#### Exercise data ####

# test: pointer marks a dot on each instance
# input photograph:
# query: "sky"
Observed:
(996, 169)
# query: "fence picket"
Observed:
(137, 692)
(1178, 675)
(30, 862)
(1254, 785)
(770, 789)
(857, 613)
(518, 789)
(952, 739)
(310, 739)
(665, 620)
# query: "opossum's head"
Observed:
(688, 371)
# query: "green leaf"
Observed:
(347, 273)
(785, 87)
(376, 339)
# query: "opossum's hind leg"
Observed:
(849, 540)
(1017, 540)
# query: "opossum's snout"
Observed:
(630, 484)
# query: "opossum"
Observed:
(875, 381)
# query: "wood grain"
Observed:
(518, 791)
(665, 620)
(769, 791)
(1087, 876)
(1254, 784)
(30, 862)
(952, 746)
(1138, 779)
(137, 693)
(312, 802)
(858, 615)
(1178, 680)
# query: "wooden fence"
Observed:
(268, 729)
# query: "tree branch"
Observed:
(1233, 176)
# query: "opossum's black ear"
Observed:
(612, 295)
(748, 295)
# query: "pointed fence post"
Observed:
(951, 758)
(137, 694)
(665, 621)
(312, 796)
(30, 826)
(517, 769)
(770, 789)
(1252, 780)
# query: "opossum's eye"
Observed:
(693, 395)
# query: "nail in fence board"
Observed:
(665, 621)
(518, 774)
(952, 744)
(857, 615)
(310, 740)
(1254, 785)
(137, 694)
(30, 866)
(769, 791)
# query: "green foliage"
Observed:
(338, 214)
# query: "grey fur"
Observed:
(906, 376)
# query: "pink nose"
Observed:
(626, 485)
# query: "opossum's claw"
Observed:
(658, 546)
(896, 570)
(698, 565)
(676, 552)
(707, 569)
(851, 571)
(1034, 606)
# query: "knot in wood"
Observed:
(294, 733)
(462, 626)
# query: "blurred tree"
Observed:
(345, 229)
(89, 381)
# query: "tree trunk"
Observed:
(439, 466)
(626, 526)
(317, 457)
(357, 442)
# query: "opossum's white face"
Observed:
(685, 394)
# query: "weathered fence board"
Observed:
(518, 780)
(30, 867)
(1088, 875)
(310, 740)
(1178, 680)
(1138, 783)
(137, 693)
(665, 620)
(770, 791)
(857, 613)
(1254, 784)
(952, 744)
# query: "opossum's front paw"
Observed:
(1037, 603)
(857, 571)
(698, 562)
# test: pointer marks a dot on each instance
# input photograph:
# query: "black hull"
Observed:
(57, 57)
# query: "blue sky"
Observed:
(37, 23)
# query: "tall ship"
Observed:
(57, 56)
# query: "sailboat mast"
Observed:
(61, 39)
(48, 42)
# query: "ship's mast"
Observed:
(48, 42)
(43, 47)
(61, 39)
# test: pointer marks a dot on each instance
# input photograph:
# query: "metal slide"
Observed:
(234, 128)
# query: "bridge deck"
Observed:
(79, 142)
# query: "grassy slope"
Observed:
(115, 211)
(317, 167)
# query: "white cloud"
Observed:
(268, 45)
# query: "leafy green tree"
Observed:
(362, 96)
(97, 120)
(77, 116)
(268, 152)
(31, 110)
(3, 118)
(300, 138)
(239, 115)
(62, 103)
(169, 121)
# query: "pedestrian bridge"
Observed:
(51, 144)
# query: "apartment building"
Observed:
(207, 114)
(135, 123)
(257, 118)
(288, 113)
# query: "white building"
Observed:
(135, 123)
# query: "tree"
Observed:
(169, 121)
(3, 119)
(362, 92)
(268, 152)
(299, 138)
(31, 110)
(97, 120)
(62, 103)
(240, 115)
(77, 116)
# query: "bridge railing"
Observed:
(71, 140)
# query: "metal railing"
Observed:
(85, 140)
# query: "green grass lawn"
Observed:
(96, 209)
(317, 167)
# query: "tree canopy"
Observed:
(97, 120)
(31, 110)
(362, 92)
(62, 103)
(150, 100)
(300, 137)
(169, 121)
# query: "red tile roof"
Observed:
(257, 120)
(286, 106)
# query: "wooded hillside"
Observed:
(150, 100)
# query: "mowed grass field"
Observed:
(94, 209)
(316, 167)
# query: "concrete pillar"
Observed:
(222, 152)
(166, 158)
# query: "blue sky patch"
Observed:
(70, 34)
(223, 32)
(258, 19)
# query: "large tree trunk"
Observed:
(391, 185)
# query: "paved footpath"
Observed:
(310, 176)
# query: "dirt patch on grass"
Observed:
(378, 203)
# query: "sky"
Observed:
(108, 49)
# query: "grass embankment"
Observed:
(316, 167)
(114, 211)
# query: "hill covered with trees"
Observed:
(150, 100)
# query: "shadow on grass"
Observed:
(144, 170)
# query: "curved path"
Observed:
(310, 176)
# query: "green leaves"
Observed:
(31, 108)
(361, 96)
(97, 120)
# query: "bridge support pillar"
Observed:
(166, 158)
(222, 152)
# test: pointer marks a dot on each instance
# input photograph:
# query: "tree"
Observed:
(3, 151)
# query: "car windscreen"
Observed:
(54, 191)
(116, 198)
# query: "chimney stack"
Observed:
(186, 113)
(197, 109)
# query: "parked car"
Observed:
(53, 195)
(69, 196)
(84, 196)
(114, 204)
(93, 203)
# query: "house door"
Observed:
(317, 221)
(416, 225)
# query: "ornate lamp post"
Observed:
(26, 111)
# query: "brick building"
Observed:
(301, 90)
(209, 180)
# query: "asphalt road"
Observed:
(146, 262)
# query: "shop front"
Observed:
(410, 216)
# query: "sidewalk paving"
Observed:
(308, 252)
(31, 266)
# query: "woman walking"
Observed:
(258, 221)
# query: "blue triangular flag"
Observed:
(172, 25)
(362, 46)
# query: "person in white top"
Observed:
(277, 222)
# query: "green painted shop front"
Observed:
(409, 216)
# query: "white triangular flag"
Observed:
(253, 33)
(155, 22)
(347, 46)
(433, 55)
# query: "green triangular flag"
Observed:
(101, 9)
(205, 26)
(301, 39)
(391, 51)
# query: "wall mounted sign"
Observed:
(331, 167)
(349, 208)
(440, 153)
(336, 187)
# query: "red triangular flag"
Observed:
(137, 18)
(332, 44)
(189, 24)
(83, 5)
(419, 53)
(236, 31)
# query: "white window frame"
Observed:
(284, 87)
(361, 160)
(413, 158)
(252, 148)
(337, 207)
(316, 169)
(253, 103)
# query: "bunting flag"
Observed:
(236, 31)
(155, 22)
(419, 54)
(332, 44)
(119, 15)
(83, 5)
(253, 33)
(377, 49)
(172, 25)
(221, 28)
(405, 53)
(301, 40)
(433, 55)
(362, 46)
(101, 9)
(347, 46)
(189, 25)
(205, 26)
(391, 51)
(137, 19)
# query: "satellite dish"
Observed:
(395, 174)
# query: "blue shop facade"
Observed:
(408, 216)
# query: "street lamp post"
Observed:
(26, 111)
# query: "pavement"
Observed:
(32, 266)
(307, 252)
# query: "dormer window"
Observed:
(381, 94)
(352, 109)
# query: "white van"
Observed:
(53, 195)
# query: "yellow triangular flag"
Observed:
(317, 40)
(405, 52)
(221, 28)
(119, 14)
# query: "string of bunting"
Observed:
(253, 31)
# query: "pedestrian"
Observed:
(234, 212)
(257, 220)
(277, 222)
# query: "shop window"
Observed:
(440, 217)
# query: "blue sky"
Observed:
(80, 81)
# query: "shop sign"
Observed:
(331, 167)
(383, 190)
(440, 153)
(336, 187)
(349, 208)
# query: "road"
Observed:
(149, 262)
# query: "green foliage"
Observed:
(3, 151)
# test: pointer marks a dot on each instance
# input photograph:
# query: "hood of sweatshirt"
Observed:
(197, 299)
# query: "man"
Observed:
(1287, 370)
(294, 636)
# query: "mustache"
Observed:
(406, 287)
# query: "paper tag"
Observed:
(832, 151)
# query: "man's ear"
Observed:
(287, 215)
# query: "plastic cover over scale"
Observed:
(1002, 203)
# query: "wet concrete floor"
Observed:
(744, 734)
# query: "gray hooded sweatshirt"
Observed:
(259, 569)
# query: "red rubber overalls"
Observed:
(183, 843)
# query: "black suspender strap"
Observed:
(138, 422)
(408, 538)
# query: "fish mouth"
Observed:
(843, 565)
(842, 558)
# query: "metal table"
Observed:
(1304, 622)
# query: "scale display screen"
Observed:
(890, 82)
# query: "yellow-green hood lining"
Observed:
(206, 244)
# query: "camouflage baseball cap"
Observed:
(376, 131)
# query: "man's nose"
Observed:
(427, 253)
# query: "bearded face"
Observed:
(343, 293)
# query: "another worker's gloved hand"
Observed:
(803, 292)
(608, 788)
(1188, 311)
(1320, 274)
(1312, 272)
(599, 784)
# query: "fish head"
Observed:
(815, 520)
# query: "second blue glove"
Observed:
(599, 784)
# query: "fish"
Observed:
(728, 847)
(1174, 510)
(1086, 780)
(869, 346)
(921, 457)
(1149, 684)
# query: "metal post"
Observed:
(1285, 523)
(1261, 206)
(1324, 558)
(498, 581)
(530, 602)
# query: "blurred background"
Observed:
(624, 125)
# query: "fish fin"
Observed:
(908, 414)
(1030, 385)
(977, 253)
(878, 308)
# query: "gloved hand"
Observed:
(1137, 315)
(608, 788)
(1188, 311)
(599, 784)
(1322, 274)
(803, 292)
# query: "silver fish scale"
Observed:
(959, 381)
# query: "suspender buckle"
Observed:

####

### Exercise directions
Filter the records above and return every line that holds the word "trunk".

### Expected output
# query: "tree trunk"
# query: "large tree trunk"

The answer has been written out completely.